== TASK DIRECTIONS ==
Begin with the line where "In this exercise you will spot each instance of the glass" appears. Set down that line and the rest of the records below it exactly as given.

== EXTRACTED MATERIAL ==
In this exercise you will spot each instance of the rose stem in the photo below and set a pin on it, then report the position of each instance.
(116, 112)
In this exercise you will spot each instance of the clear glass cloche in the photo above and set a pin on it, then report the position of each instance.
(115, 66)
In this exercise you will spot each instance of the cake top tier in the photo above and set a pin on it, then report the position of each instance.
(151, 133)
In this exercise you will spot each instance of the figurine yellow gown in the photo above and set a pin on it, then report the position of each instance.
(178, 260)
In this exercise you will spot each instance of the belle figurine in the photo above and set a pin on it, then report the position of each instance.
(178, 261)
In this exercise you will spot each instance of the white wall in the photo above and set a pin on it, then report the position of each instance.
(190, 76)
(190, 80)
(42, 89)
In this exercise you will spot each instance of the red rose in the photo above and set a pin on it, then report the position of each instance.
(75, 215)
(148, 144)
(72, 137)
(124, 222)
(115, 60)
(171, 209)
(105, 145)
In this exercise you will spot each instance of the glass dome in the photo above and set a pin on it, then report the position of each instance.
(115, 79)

== REPLY ==
In this exercise you will spot each instance of the glass dome in the photo above and set a pin on it, then report the position of each instance.
(115, 79)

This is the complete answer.